What you return should match every record exactly, with the images removed.
====== Entries supplied ======
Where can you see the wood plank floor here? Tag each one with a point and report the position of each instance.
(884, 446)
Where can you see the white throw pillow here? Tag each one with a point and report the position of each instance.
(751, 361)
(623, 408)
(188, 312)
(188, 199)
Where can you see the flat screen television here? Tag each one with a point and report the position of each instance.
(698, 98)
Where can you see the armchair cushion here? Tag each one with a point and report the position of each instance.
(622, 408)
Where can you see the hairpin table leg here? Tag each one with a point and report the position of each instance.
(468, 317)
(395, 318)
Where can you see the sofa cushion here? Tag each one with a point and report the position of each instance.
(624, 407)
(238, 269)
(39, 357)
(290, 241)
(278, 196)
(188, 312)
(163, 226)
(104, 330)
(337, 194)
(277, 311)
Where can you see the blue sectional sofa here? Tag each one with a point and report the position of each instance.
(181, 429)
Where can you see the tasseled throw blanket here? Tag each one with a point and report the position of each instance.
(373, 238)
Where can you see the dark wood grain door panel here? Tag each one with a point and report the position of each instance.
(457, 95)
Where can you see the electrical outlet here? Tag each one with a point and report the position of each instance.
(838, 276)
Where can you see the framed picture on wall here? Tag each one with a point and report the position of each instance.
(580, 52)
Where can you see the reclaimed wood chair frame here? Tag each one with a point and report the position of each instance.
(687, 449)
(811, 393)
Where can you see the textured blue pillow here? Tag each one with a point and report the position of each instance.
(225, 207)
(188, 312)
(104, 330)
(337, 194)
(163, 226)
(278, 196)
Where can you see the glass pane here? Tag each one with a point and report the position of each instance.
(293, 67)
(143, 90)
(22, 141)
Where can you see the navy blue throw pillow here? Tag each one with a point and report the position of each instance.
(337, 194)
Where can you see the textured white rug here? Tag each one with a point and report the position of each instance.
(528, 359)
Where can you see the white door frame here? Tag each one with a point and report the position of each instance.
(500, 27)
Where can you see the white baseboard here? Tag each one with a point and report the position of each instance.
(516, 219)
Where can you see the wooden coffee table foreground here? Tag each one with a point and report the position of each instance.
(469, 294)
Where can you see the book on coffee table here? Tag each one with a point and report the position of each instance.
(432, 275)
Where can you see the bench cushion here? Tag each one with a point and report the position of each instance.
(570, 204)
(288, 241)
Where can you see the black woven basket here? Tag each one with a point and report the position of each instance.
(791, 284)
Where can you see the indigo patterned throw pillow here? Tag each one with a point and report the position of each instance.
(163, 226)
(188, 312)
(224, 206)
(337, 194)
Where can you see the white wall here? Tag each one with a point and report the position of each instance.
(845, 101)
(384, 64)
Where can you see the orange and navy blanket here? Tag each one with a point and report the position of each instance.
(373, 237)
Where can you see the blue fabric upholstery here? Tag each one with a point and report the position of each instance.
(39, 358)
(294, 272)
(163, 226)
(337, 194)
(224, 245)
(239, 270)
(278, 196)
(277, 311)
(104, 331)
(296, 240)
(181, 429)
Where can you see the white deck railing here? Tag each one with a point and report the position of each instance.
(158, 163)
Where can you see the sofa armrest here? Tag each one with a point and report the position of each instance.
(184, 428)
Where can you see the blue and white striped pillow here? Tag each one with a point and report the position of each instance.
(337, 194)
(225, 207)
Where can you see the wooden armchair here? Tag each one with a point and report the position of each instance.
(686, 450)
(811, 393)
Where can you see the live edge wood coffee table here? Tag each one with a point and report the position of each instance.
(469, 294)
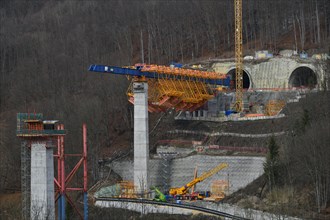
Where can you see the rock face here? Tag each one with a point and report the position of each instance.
======
• [The completed task]
Where can you see the wood plank floor here? Tag each one with a point and report the position of each instance.
(884, 446)
Where can you see the white throw pillow here? Tag each one with a point and report the position of each instance.
(751, 361)
(623, 408)
(188, 312)
(188, 199)
Where can you see the flat screen television here? Tag each one with a point and report the position of each instance.
(698, 98)
Where can you see the armchair cushion here? Tag each one with a point and report the position of each instance.
(622, 408)
Where can you see the hairpin table leg here? Tag each one with a point and report the position of each instance.
(468, 317)
(395, 318)
Where can you see the sofa cushion here? Tag each one with a point and report the position of each instance.
(624, 407)
(238, 269)
(39, 357)
(290, 241)
(278, 196)
(188, 312)
(163, 226)
(104, 330)
(337, 194)
(277, 311)
Where can you see the blue sectional sofa here? Tag each one with a point and report the position of each instance.
(181, 429)
Where can you see the tasseled throw blanket here? Tag each one with a point and report the position of each instance.
(373, 238)
Where can you see the dark wood grain door panel here? Tag each one with a point and report the position of each instance.
(457, 95)
Where can you see the electrical outlet here? Tag each one with a point and report the position of each instance.
(838, 276)
Where can you see the framed picture on wall here? Tag each one with a point and report the position of each instance.
(580, 52)
Where can you see the reclaimed wood chair frame here? Tag each one with a point and report the position of each instance.
(687, 449)
(811, 393)
Where can you see the textured blue pillow here? Tag each one with a point and report the position of each instance.
(225, 207)
(188, 312)
(104, 330)
(337, 194)
(163, 226)
(278, 196)
Where can you see the glass pane here? Tag each one with a point and report the position of each instance.
(293, 67)
(143, 90)
(22, 141)
Where can you see the navy blue throw pillow here? Tag each one with a point and report the position of each instance.
(337, 194)
Where can you see the textured white rug here? Tag each one with a point and report the position of each instance.
(528, 359)
Where can you see the white door frame here? Tag each one with a point and report the position of each instance.
(500, 27)
Where can you see the white baseboard here? Tag each one with a point and report the position of each instance.
(516, 219)
Where can you see the wooden coffee table foreground here? Tag each one with a point and report the position of each instance.
(469, 294)
Where can you see the book on coffee table here? Tag each one with a point and report the position of each instance.
(432, 275)
Where can you see the bench cushion here? Tag each one with a point and report the position of each instance.
(570, 204)
(288, 241)
Where can you see the black woven basket here? Tag each one with a point and report the position of each instance.
(791, 284)
Where can you see the indigo patterned throw pillow here? Tag each one with a point and report the position of each instance.
(163, 226)
(188, 312)
(224, 206)
(337, 194)
Where can you see the white wall here? Tag each one with a point and report the position of each instance.
(845, 101)
(384, 64)
Where can you see the orange and navy blanket here? Tag each one with a point and report the position of each instance.
(373, 237)
Where can you see the blue fabric upholstery here? Tag each one with a point and report the position of each instance.
(39, 358)
(294, 272)
(163, 226)
(337, 194)
(224, 245)
(239, 270)
(278, 196)
(277, 311)
(104, 331)
(296, 240)
(181, 429)
Where can you see the white deck railing here? Tag each one with a point and report the position of each instance.
(158, 163)
Where can you see the sofa armrest here? Tag each one with a point and report the position of each instance.
(184, 428)
Where can you see the blue and white striped pillow here? Tag each one with a point and report the position of each instance.
(337, 194)
(225, 207)
Where can you see the wooden armchair here? Tag each one with a point and report the position of each instance.
(686, 450)
(811, 393)
Where can you see the live edge wood coffee table here? Tag each one with a point and report the position of each instance.
(469, 294)
Where can you see the rock face here? Tag each one with a point and report the position of each instance.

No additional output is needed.